[Source data]:

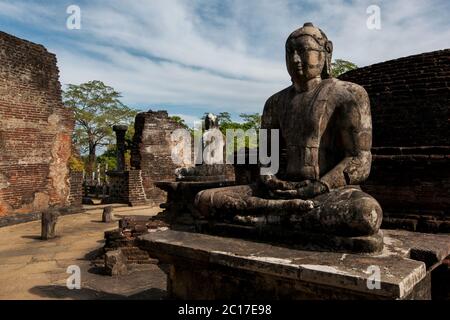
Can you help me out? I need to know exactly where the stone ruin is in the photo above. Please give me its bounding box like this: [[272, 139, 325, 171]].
[[1, 28, 448, 300], [0, 32, 80, 227], [101, 124, 148, 206], [136, 25, 450, 300], [102, 112, 237, 266], [101, 110, 192, 207], [131, 110, 191, 204]]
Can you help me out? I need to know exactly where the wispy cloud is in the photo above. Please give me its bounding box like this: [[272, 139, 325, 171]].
[[1, 0, 449, 124]]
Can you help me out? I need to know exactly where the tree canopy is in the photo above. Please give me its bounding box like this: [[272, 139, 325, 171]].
[[331, 59, 358, 77], [63, 80, 137, 176]]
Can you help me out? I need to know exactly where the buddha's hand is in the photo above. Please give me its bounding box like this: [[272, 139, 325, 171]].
[[272, 180, 329, 200], [259, 175, 306, 191]]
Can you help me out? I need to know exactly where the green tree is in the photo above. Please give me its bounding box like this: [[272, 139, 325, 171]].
[[169, 115, 189, 129], [331, 59, 358, 77], [239, 113, 261, 131], [63, 81, 137, 180]]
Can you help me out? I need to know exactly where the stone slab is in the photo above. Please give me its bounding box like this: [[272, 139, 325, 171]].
[[382, 229, 450, 269], [196, 222, 384, 254], [138, 229, 450, 299]]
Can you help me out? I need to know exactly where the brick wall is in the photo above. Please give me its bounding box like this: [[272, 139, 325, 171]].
[[131, 110, 187, 205], [128, 169, 148, 206], [0, 32, 74, 218], [339, 49, 449, 148], [340, 49, 450, 232]]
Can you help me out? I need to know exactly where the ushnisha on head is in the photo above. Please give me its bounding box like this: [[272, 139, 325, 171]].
[[285, 22, 333, 85]]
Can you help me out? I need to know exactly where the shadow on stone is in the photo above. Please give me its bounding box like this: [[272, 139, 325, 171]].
[[90, 220, 116, 224], [88, 266, 108, 276], [21, 235, 44, 241], [83, 247, 104, 261], [29, 285, 166, 300]]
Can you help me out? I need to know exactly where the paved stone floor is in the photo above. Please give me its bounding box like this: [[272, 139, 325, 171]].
[[0, 204, 167, 300]]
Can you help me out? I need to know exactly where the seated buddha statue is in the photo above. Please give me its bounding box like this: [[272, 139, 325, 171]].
[[194, 23, 383, 244], [175, 113, 229, 181]]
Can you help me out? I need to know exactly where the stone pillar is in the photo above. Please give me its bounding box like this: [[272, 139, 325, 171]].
[[102, 206, 113, 223], [41, 209, 59, 240], [113, 125, 128, 172]]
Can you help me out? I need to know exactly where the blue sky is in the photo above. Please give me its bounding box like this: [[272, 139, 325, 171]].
[[1, 0, 449, 126]]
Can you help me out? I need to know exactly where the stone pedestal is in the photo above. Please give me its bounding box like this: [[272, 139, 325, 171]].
[[139, 229, 450, 300]]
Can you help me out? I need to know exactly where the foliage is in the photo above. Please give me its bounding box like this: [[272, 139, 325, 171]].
[[63, 80, 137, 177], [169, 116, 189, 129], [68, 155, 84, 172], [331, 59, 358, 77]]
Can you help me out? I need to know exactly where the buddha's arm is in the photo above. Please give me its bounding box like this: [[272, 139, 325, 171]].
[[319, 86, 372, 190], [259, 92, 295, 190]]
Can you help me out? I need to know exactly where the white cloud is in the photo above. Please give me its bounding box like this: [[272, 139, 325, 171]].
[[1, 0, 449, 120]]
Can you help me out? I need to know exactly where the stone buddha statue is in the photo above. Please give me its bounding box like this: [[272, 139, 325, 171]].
[[194, 23, 383, 248], [175, 113, 229, 181]]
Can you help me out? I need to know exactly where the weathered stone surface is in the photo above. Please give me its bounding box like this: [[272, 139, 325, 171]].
[[41, 209, 59, 240], [103, 170, 149, 206], [104, 216, 168, 265], [197, 222, 384, 254], [139, 229, 450, 299], [194, 23, 383, 251], [155, 180, 235, 226], [131, 110, 188, 205], [105, 249, 128, 276], [0, 32, 74, 218], [68, 171, 83, 208], [113, 125, 129, 172], [102, 206, 113, 223]]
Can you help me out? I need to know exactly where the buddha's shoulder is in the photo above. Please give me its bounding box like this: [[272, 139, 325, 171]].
[[264, 85, 294, 107], [327, 78, 369, 101]]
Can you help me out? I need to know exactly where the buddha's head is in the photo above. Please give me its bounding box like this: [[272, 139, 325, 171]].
[[285, 23, 333, 85], [204, 113, 219, 131]]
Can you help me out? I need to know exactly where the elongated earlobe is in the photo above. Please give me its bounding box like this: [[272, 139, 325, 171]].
[[322, 40, 333, 78]]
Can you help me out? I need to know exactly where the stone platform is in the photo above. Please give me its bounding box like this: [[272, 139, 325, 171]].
[[138, 229, 450, 300]]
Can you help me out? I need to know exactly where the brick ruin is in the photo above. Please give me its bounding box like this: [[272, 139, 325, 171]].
[[0, 32, 76, 224], [131, 110, 188, 205], [339, 49, 449, 233]]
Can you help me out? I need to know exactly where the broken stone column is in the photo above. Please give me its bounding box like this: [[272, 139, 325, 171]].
[[102, 206, 114, 223], [104, 249, 128, 276], [113, 125, 128, 172], [41, 209, 59, 240]]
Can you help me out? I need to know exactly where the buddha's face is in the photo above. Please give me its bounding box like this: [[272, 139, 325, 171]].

[To do]:
Quote the records above exactly, leaving out any pictures.

[Finished exercise]:
Can you help me out? I need to know exactly where the stone ruin is in the photo above. Please give me its bounding box like this: [[272, 139, 325, 171]].
[[1, 28, 448, 300], [0, 32, 80, 227], [101, 124, 148, 206], [136, 25, 450, 300], [102, 112, 237, 266], [101, 110, 192, 207], [131, 110, 191, 204]]
Can you help me out? I need to know exactly where the wispy cloud is in the photo above. Please give me its bounding box like this: [[272, 139, 325, 171]].
[[1, 0, 449, 124]]
Can you help me out? I need to know exactly where the tree canopy is in the photo above. Please give me its bounding box like this: [[272, 139, 325, 171]].
[[331, 59, 358, 77], [63, 80, 137, 176]]
Can you help me out? I need to know exactly where the buddha's hand is in the photo above. Please give me its bounding box like this: [[272, 139, 325, 171]].
[[272, 180, 329, 200], [259, 175, 306, 191]]
Can you help me out? I need to know exactly where the green tree is in the photo above. Please give me its bounding box like this: [[272, 139, 325, 171]].
[[169, 115, 189, 129], [331, 59, 358, 77], [239, 113, 261, 131], [63, 81, 137, 180]]
Can you help me out? I need to know exactly where the stone slab is in the photo above. Please give me its bounding box like this: [[272, 139, 325, 171]].
[[382, 229, 450, 269], [196, 222, 384, 254], [138, 229, 450, 299]]
Can you help me out? I need to know exactly where the brick wall is in the photo above. Please give me its bounding box like this: [[272, 139, 325, 171]].
[[131, 110, 187, 205], [128, 169, 148, 206], [0, 32, 74, 218], [339, 49, 449, 148], [340, 49, 450, 232]]
Can you help me out? I need to know exactly where the ushnisha on head is in the photo above. Please give me its bounding box like this: [[272, 139, 325, 171]].
[[285, 22, 333, 85]]
Can you help me out? I need to know exactly where the shadow on stone is in the photo above. Please give me its bounding box like this: [[272, 139, 325, 171]].
[[90, 220, 116, 224], [88, 266, 108, 276], [21, 235, 44, 241], [83, 247, 104, 261], [29, 285, 166, 300]]
Can you help me out? I need to know exactly where the paved stone floor is in the photo above. Please give me its bounding box like this: [[272, 139, 325, 171]].
[[0, 204, 167, 300]]
Can you help me out? I need to know exactly where the seated buddha statue is in the photo above. Please give me its bounding box like this: [[272, 139, 325, 171]].
[[194, 23, 383, 244], [175, 113, 229, 181]]
Can you help me out? I need to know exactly where the stone pillar is in the photo above. Please give me its bounding box like this: [[272, 139, 325, 171]].
[[102, 206, 113, 223], [41, 209, 59, 240], [113, 125, 128, 172]]
Can you help me out? I need to know exactly where the blue sky is in the photo above. Please give me its bounding box like this: [[272, 139, 325, 171]].
[[1, 0, 449, 126]]
Can you help me out? I need to know exactly where the stone pedestal is in the photo above. Please give me its bounding box like this: [[272, 139, 325, 171]].
[[139, 229, 450, 300]]
Can you help me out? I need to know exactly where the foliage is in the photo above. Please give me its bounding box like this: [[272, 139, 325, 171]].
[[63, 80, 137, 177], [169, 116, 189, 129], [68, 155, 84, 172], [331, 59, 358, 77]]
Can you help me out? I need to know exactly where the buddha's arm is in the photo above. Please give me its bounding box like this: [[272, 139, 325, 171]].
[[319, 86, 372, 190], [259, 92, 295, 190]]
Can you help me out? I need to know exactly where the white cloud is in the photo above. Please give me its bounding box like this: [[272, 139, 325, 171]].
[[1, 0, 449, 120]]
Can you help me out? I need to know exactly where the stone buddha statue is in the photo above. Please give me its bounding box like this: [[272, 139, 325, 171]].
[[194, 23, 383, 248], [175, 113, 229, 181]]
Can you help me out? I need to know exactly where the weathered stone surface is in the photo above. Please give me its bounding box like this: [[272, 139, 325, 171]].
[[41, 209, 59, 240], [103, 170, 149, 206], [104, 216, 168, 265], [197, 222, 384, 254], [139, 229, 450, 299], [194, 23, 383, 251], [155, 180, 235, 226], [131, 110, 188, 205], [105, 249, 128, 276], [0, 32, 74, 218], [68, 171, 83, 208], [113, 125, 129, 172], [102, 206, 113, 223]]
Can you help me out? I need to know exactly where the buddha's shoulder is in the photo above. Please give me its bounding box like this: [[272, 139, 325, 171]].
[[264, 85, 294, 107], [327, 78, 369, 101]]
Can you help me out? I need to know exactly where the buddha's head is in the photo above. Please give me its bounding box like this: [[272, 139, 325, 171]].
[[285, 23, 333, 85], [204, 113, 219, 131]]
Can you help me out? I need to know exactly where the elongated earlobe is in the photo above. Please give me its bounding box like this: [[272, 139, 325, 171]].
[[322, 40, 333, 78]]
Can you help me out? I need to know exactly where the stone platform is in the photo above. Please give me its bounding box like this: [[272, 139, 325, 171]].
[[138, 229, 450, 300]]
Can you help me out? I need to know exactly where the brick ruin is in the photo above. Please give me its bounding box like this: [[272, 139, 325, 171]].
[[0, 32, 76, 224], [131, 110, 188, 205], [339, 49, 449, 233]]
Can you help me out? I need to know exactly where the broken stone column is in the photo above. Please give me its bounding box like this: [[272, 139, 325, 171]].
[[102, 206, 114, 223], [104, 249, 128, 276], [113, 125, 128, 172], [41, 209, 59, 240]]
Can you help me out? I need to know exactly where the buddha's face is in the photo above. Please give me its bounding box like this: [[272, 139, 325, 171]].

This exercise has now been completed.